**Exercise objective**. Output, word for word, the span of lines that starts at the one containing "Reviewer note: check that each instance of the woman in blue" and ends at the last line of the records.
Provided material: Begin
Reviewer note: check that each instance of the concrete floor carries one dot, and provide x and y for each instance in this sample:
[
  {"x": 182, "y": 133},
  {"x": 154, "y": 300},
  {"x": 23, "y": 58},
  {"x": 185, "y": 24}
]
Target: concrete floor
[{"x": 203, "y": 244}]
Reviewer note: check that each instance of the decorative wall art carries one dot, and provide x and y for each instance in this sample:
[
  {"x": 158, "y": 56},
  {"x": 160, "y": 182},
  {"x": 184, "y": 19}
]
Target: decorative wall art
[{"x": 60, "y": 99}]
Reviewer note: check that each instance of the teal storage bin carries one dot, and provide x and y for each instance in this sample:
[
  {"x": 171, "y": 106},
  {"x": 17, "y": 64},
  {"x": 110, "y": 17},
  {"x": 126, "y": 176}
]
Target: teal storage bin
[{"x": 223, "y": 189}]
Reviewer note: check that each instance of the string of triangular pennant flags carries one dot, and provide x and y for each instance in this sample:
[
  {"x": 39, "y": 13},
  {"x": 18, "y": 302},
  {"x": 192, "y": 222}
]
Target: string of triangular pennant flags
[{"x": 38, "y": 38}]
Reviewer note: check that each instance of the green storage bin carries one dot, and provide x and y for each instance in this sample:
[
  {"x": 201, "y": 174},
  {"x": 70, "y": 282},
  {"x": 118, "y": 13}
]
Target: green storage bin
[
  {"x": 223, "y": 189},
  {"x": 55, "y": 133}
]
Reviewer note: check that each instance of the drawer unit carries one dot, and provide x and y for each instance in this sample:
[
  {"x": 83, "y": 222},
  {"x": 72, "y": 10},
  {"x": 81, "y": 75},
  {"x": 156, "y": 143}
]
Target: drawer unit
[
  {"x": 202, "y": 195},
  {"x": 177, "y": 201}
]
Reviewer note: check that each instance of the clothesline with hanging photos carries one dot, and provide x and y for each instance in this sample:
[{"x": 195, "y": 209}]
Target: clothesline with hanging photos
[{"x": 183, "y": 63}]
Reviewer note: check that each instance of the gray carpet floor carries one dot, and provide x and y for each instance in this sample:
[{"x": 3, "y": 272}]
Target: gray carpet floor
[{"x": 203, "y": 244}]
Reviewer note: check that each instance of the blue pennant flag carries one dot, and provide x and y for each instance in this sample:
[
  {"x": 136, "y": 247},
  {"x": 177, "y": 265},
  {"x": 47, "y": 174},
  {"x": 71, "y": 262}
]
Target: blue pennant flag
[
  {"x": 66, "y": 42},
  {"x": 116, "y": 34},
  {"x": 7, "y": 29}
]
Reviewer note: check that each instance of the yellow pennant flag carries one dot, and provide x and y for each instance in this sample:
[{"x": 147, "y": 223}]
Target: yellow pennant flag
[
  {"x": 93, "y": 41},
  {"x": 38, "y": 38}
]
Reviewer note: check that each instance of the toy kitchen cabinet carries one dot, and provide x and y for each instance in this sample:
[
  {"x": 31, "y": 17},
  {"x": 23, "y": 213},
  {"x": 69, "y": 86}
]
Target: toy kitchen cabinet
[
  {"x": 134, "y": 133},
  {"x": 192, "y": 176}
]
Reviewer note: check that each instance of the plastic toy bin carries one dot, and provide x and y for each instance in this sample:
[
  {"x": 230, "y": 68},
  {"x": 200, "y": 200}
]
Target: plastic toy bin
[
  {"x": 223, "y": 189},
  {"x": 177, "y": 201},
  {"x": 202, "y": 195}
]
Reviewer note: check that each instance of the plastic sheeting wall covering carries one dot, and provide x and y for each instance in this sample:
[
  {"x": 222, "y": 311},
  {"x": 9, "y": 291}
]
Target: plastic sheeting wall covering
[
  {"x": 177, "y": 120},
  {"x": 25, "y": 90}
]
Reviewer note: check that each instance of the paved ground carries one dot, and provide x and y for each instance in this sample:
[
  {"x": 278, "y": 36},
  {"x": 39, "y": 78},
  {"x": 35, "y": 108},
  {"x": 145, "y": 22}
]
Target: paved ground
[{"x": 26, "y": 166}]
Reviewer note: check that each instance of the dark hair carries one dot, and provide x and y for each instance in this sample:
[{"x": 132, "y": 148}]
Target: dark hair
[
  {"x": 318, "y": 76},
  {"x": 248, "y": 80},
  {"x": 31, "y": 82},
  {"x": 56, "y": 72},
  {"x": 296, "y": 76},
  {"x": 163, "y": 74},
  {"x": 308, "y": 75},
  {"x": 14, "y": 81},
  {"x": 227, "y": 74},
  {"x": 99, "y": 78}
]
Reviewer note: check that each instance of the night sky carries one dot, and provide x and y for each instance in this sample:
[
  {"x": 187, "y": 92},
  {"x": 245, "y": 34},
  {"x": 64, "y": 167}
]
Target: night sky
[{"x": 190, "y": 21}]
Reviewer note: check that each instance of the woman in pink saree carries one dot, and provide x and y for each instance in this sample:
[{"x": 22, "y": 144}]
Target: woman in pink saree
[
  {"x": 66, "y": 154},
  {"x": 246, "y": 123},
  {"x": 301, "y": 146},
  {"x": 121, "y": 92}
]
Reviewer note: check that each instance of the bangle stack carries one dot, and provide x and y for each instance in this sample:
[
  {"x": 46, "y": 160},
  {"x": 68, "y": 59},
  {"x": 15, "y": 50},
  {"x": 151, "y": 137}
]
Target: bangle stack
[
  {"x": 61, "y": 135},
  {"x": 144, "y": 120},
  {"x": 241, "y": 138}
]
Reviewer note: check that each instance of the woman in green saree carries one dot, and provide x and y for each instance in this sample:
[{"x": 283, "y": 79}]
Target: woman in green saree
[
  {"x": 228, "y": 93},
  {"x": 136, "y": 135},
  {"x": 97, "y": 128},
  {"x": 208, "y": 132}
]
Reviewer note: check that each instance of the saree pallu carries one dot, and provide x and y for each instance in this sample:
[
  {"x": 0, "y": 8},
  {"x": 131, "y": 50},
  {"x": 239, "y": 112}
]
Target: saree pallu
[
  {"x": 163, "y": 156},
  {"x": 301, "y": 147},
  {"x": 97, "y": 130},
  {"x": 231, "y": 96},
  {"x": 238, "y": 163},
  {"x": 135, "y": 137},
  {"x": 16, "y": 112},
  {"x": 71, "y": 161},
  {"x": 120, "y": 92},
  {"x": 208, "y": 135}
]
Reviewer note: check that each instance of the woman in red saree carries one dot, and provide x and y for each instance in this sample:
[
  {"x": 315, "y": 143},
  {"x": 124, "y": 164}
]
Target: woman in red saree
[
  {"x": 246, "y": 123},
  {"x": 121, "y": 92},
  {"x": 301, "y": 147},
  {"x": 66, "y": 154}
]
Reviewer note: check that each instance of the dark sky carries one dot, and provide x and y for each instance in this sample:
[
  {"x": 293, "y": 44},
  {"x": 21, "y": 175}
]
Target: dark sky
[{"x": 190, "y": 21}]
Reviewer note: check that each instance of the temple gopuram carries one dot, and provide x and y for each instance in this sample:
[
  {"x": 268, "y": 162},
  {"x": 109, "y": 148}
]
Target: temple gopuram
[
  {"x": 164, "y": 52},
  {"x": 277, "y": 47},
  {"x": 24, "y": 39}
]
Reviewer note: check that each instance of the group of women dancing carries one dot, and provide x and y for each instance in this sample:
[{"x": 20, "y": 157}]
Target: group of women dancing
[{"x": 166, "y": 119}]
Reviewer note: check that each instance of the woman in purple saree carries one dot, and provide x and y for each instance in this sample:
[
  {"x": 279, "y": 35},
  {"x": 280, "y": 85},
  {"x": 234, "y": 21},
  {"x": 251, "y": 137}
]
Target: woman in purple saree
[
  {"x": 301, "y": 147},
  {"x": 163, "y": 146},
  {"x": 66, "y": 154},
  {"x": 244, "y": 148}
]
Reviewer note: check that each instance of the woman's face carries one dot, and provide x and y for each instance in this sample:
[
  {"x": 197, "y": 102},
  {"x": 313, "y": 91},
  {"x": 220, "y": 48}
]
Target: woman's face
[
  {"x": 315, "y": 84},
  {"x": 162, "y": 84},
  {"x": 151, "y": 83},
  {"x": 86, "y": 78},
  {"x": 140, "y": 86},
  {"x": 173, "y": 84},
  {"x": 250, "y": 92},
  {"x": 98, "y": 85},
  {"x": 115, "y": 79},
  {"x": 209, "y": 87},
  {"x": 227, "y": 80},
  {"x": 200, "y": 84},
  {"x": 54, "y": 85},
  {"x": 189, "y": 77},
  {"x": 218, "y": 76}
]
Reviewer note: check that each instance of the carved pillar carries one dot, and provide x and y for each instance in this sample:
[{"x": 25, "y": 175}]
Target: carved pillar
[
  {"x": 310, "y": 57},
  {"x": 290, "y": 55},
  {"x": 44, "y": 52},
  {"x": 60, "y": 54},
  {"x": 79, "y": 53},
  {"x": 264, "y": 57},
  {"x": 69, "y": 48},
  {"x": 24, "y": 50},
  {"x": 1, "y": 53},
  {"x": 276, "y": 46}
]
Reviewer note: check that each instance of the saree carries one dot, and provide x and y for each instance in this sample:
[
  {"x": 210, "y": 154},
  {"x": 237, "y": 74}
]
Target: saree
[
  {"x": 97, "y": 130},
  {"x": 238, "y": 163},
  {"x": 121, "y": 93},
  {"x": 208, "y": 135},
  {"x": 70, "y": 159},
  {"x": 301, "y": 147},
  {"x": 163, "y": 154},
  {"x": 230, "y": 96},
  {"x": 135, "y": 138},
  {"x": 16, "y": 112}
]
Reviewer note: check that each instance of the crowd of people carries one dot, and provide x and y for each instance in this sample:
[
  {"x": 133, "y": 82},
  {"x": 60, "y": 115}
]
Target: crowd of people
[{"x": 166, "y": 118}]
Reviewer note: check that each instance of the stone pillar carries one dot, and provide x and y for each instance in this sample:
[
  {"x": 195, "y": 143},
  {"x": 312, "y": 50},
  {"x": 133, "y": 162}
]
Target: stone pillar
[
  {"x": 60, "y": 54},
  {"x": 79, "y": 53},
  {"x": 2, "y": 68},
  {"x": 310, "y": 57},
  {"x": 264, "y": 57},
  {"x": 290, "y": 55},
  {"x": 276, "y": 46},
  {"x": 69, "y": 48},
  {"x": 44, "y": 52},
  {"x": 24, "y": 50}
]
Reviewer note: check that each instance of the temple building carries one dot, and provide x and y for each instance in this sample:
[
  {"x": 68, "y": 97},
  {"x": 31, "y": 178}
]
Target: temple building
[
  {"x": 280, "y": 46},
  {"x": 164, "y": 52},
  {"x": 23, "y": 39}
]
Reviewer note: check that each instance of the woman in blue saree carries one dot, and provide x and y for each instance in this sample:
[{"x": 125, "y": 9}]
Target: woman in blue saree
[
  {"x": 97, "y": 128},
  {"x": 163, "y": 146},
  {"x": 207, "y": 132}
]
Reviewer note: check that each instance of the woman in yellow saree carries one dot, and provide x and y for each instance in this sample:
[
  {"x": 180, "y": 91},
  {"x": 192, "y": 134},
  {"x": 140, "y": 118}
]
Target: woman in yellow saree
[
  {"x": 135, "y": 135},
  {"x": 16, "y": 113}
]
Provided material: End
**Solution to the exercise**.
Reviewer note: check that each instance of the woman in blue saree carries one dot, and provide x and y for each instance in this sample:
[{"x": 125, "y": 9}]
Target: woman in blue saree
[
  {"x": 97, "y": 128},
  {"x": 163, "y": 146},
  {"x": 207, "y": 132}
]
Reviewer note: check that each instance of the woman in yellow saree carries one dot, and provide x and y for each instance in this sample:
[
  {"x": 180, "y": 91},
  {"x": 192, "y": 134},
  {"x": 140, "y": 118}
]
Target: woman in yellow saree
[
  {"x": 135, "y": 135},
  {"x": 16, "y": 113}
]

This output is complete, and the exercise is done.